**Challenge**
Convert the lines below into a Markdown table with two columns, Row (a running number) and Line (the line itself), skipping any blank lines. Leave the pictures out of the table.

------

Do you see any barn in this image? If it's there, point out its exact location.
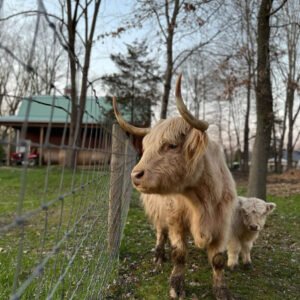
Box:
[0,95,145,165]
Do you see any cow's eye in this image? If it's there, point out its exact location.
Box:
[168,144,178,149]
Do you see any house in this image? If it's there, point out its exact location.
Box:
[0,95,150,165]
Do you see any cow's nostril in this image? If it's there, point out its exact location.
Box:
[250,225,258,231]
[134,171,145,179]
[131,170,145,184]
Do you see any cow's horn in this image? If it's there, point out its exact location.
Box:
[113,97,150,136]
[176,74,209,132]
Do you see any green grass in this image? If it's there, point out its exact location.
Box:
[107,189,300,300]
[0,167,117,299]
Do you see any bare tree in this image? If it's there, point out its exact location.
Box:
[248,0,285,199]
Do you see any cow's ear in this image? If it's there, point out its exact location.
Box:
[266,202,276,214]
[184,129,207,162]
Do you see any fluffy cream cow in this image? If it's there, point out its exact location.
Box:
[227,197,276,269]
[113,77,237,299]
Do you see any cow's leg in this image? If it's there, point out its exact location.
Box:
[169,226,187,299]
[207,245,233,300]
[227,240,241,270]
[155,227,168,266]
[241,242,252,268]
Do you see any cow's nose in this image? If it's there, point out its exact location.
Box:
[250,224,258,231]
[131,170,145,185]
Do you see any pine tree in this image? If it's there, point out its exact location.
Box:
[102,41,161,127]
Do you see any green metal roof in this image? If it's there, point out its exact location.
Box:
[0,96,116,123]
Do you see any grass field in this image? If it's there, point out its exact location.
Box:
[0,167,300,300]
[0,167,116,299]
[107,188,300,300]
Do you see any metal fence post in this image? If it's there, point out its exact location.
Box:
[108,124,126,255]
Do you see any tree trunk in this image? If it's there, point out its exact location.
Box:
[242,76,251,172]
[160,0,180,119]
[248,0,273,199]
[286,76,295,170]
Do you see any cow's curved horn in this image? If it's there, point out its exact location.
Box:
[113,97,150,136]
[175,74,209,132]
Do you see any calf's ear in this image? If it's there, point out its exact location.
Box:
[184,129,207,162]
[266,202,276,214]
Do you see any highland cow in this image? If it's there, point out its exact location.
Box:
[113,76,237,299]
[227,197,276,269]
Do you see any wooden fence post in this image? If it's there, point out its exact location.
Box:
[108,124,126,256]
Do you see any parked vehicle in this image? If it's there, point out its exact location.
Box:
[10,148,39,167]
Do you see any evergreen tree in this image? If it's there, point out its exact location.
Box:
[102,41,161,127]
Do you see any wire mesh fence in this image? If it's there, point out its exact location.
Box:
[0,0,136,299]
[0,95,136,299]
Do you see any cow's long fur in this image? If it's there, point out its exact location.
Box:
[132,117,237,299]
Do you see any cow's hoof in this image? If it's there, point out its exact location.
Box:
[170,275,185,299]
[170,288,185,300]
[213,287,235,300]
[243,262,252,270]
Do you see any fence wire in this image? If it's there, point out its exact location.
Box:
[0,1,136,300]
[0,97,136,299]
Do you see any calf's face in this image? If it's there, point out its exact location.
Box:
[240,198,276,231]
[131,117,207,194]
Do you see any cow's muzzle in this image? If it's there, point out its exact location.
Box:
[131,170,145,187]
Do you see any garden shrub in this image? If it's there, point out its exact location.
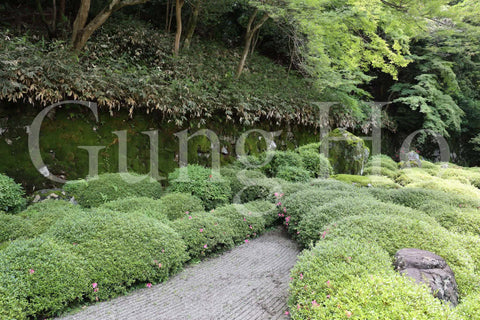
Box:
[332,174,400,188]
[0,238,91,320]
[297,143,333,178]
[99,197,168,220]
[159,192,205,220]
[168,165,232,210]
[365,154,398,172]
[277,166,311,182]
[170,212,235,259]
[0,173,26,213]
[261,150,303,177]
[244,200,277,227]
[63,173,162,207]
[213,204,266,243]
[220,168,279,203]
[46,209,188,299]
[326,215,480,297]
[19,200,83,237]
[363,166,398,180]
[297,197,436,247]
[277,184,372,237]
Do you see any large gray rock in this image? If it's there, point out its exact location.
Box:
[394,249,458,306]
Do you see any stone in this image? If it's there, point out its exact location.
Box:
[394,248,458,306]
[320,128,370,175]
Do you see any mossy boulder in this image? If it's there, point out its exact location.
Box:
[322,128,370,174]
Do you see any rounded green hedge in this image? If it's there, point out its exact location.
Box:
[168,165,232,210]
[63,173,163,207]
[0,238,91,319]
[170,212,235,259]
[160,192,205,220]
[46,209,188,299]
[325,215,480,297]
[297,197,438,247]
[288,238,447,320]
[0,173,26,213]
[297,143,333,178]
[99,197,167,220]
[277,166,311,182]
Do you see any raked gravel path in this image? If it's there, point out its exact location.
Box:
[61,229,299,320]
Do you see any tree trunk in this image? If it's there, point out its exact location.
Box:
[72,0,148,51]
[183,0,202,50]
[173,0,185,55]
[236,9,269,79]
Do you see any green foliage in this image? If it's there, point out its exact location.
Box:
[46,209,187,299]
[157,192,205,220]
[0,238,91,319]
[99,197,167,221]
[277,166,311,182]
[297,143,333,178]
[326,214,480,298]
[262,151,303,177]
[332,174,400,188]
[168,165,232,210]
[170,212,236,259]
[297,197,436,247]
[278,183,371,237]
[288,238,447,320]
[63,173,162,207]
[0,173,26,213]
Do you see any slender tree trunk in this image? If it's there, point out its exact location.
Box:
[236,9,269,79]
[71,0,148,51]
[183,0,202,50]
[173,0,185,55]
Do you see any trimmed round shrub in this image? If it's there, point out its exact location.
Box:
[366,154,398,172]
[368,188,480,209]
[297,197,436,247]
[63,173,162,207]
[212,204,268,243]
[278,184,373,237]
[332,174,400,189]
[168,165,232,210]
[159,192,205,220]
[0,238,90,319]
[99,197,168,220]
[298,144,333,178]
[170,212,235,259]
[262,151,303,177]
[326,215,480,297]
[220,168,279,203]
[0,200,83,242]
[289,238,447,319]
[0,174,26,213]
[46,209,188,299]
[277,166,311,182]
[19,200,83,237]
[243,200,277,228]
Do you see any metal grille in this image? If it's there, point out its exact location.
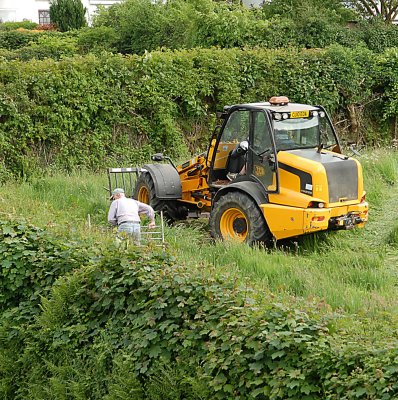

------

**Written solution**
| Row | Line |
|---|---|
| 1 | Do you see any barn in this image? If it's there, point out its exact location. |
| 2 | Box: |
| 3 | [0,95,145,165] |
| 4 | Do you see any cow's eye in this image? If it's there, point out its exact location. |
| 5 | Box: |
| 6 | [168,144,178,149] |
| 7 | Do you see any house in this image? If it's there, point out its exact location. |
| 8 | Box: |
| 9 | [0,95,150,165] |
| 10 | Do you see any cow's nostril in this image? If it's there, point out its exact location. |
| 11 | Box: |
| 12 | [250,225,258,231] |
| 13 | [134,171,145,179] |
| 14 | [131,170,145,184] |
| 15 | Do you see any cow's horn in this image? If it's there, point out its exact location. |
| 16 | Box: |
| 17 | [113,97,150,136] |
| 18 | [176,74,209,132] |
| 19 | Do you see any green grass in this image? If it's there, point out its exact location. |
| 20 | Box: |
| 21 | [107,189,300,300] |
| 22 | [0,167,117,299] |
| 23 | Do you see any bare tree in this image? If it's there, point out its exact location. |
| 24 | Box: |
| 25 | [248,0,285,199] |
| 26 | Do you see any cow's ear in this image? If it's there, point out its exact location. |
| 27 | Box: |
| 28 | [266,202,276,214] |
| 29 | [184,129,207,162] |
| 30 | Do you see any fluffy cream cow in this image? If it's there, point out its exact location. |
| 31 | Box: |
| 32 | [227,197,276,269] |
| 33 | [113,77,237,299] |
| 34 | Do you see any cow's leg in this image? If it's there, point out its exact location. |
| 35 | Box: |
| 36 | [169,226,187,299] |
| 37 | [207,245,233,300] |
| 38 | [227,240,241,270] |
| 39 | [155,227,168,266] |
| 40 | [241,242,252,268] |
| 41 | Do you see any cow's nose in this image? If it's there, point out its exact location. |
| 42 | Box: |
| 43 | [250,224,258,231] |
| 44 | [131,170,145,185] |
| 45 | Do you see any pine tree in this image? If it's there, point out its exact location. |
| 46 | Box: |
| 47 | [102,41,161,127] |
| 48 | Do you see any green metal roof in this image? If it's there, point out its exact location. |
| 49 | Box: |
| 50 | [0,96,116,123] |
| 51 | Do you see any grass field in this image? If it's there, point out its exact location. |
| 52 | Box: |
| 53 | [0,167,300,300] |
| 54 | [0,167,116,299] |
| 55 | [107,188,300,300] |
| 56 | Do you see any metal fence post in this image? If it's there, point out its exact location. |
| 57 | Box: |
| 58 | [108,124,126,255] |
| 59 | Do you see any tree trunk in this image? If it's there, point out its exact location. |
| 60 | Box: |
| 61 | [242,76,251,172] |
| 62 | [160,0,180,119] |
| 63 | [248,0,273,199] |
| 64 | [286,76,295,170] |
| 65 | Do you see any cow's curved horn in this image? If it's there, point out its exact location. |
| 66 | Box: |
| 67 | [113,97,150,136] |
| 68 | [175,74,209,132] |
| 69 | Do you see any calf's ear in this image? If it's there, point out its exact location. |
| 70 | Box: |
| 71 | [184,129,207,162] |
| 72 | [266,202,276,214] |
| 73 | Do you see any highland cow in this image? If it's there, point out its exact location. |
| 74 | Box: |
| 75 | [113,76,237,299] |
| 76 | [227,197,276,269] |
| 77 | Do you see any wooden fence post in this image? If it's there, point out its exact location. |
| 78 | Box: |
| 79 | [108,124,126,256] |
| 80 | Do you see any parked vehicle in this image? If it's there, point out its exact location. |
| 81 | Box: |
| 82 | [10,148,39,167] |
| 83 | Do you see any evergreen tree in this image? If it's there, point out its exact location. |
| 84 | Box: |
| 85 | [102,41,161,127] |
| 86 | Do you see any wire mesh fence in this image? If it's there, point out its exact location. |
| 87 | Box: |
| 88 | [0,0,136,299] |
| 89 | [0,95,136,299] |
| 90 | Do you see any cow's long fur in this image? If it's there, point out its exact location. |
| 91 | Box: |
| 92 | [132,117,237,299] |
| 93 | Do you see any cow's hoof in this image? If it's there, point out its exact location. |
| 94 | Box: |
| 95 | [170,275,185,299] |
| 96 | [170,288,185,300] |
| 97 | [213,287,235,300] |
| 98 | [243,262,252,270] |
| 99 | Do you see any fence wire in this image? If it's there, point out its exact location. |
| 100 | Box: |
| 101 | [0,1,136,300] |
| 102 | [0,97,136,299] |
| 103 | Do you see any calf's face in this image? If it's there, point out its exact location. |
| 104 | Box: |
| 105 | [240,198,276,231] |
| 106 | [131,117,207,194] |
| 107 | Do you see any cow's muzzle in this image? If it's there, point out its exact location. |
| 108 | Box: |
| 109 | [131,170,145,187] |
| 110 | Do you see any garden shrub in this image? If it's there, point out its exact location. |
| 111 | Box: |
| 112 | [332,174,400,188] |
| 113 | [0,238,91,320] |
| 114 | [297,143,333,178] |
| 115 | [99,197,168,220] |
| 116 | [159,192,205,220] |
| 117 | [168,165,232,210] |
| 118 | [365,154,398,172] |
| 119 | [277,166,311,182] |
| 120 | [170,212,235,259] |
| 121 | [0,173,26,213] |
| 122 | [261,150,303,177] |
| 123 | [244,200,277,227] |
| 124 | [63,173,162,207] |
| 125 | [213,204,266,243] |
| 126 | [220,168,279,203] |
| 127 | [46,209,188,299] |
| 128 | [326,215,480,297] |
| 129 | [19,200,83,237] |
| 130 | [363,166,398,180] |
| 131 | [297,197,436,247] |
| 132 | [277,184,372,237] |
| 133 | Do you see any large gray rock in this image? If it's there, point out its exact location. |
| 134 | Box: |
| 135 | [394,249,458,306] |
| 136 | Do you see any stone in this image? If it's there, point out its exact location. |
| 137 | Box: |
| 138 | [394,248,458,306] |
| 139 | [320,128,370,175] |
| 140 | Do you see any mossy boulder in this image? If it's there, point out its exact location. |
| 141 | Box: |
| 142 | [322,128,370,174] |
| 143 | Do you see any rounded green hedge in this image? If it's there, point out its exact location. |
| 144 | Box: |
| 145 | [168,165,232,210] |
| 146 | [63,173,163,207] |
| 147 | [0,238,91,319] |
| 148 | [170,212,235,259] |
| 149 | [160,192,205,220] |
| 150 | [46,209,188,299] |
| 151 | [325,215,480,297] |
| 152 | [297,197,438,247] |
| 153 | [288,238,447,320] |
| 154 | [0,173,26,213] |
| 155 | [297,143,333,178] |
| 156 | [99,197,167,220] |
| 157 | [277,166,311,182] |
| 158 | Do you see any raked gravel path in this image? If it's there, point out its exact location. |
| 159 | Box: |
| 160 | [61,229,299,320] |
| 161 | Do you see any tree trunk in this image? If it's there, point out its exact location. |
| 162 | Box: |
| 163 | [72,0,148,51] |
| 164 | [183,0,202,50] |
| 165 | [173,0,185,55] |
| 166 | [236,9,269,79] |
| 167 | Do you see any green foliage in this image? If it's there, point out its exact location. |
| 168 | Box: |
| 169 | [46,209,187,299] |
| 170 | [157,192,205,220] |
| 171 | [0,238,91,319] |
| 172 | [99,197,167,221] |
| 173 | [277,166,311,182] |
| 174 | [297,143,333,178] |
| 175 | [326,214,480,298] |
| 176 | [262,151,303,177] |
| 177 | [332,174,400,188] |
| 178 | [168,165,232,210] |
| 179 | [170,212,236,259] |
| 180 | [297,197,436,247] |
| 181 | [278,183,371,237] |
| 182 | [288,238,447,320] |
| 183 | [63,173,162,207] |
| 184 | [0,173,26,213] |
| 185 | Do you see any slender tree trunk in this image? If it's there, point out its exact location. |
| 186 | Box: |
| 187 | [236,9,269,79] |
| 188 | [71,0,148,51] |
| 189 | [183,0,202,50] |
| 190 | [173,0,185,55] |
| 191 | Do you see any trimmed round shrub in this image? If it's there, point out its exact location. |
| 192 | Box: |
| 193 | [366,154,398,172] |
| 194 | [368,188,480,209] |
| 195 | [297,197,436,247] |
| 196 | [63,173,162,207] |
| 197 | [212,204,268,243] |
| 198 | [278,184,373,237] |
| 199 | [332,174,400,189] |
| 200 | [168,165,232,210] |
| 201 | [159,192,205,220] |
| 202 | [0,238,90,319] |
| 203 | [99,197,168,220] |
| 204 | [298,144,333,178] |
| 205 | [170,212,235,259] |
| 206 | [262,151,303,177] |
| 207 | [326,215,480,297] |
| 208 | [220,168,279,203] |
| 209 | [0,200,83,242] |
| 210 | [289,238,447,319] |
| 211 | [0,174,26,213] |
| 212 | [46,209,188,299] |
| 213 | [277,166,311,182] |
| 214 | [19,200,83,237] |
| 215 | [243,200,277,228] |
| 216 | Do you see any metal grille in this image? If it's there, point out its exact location. |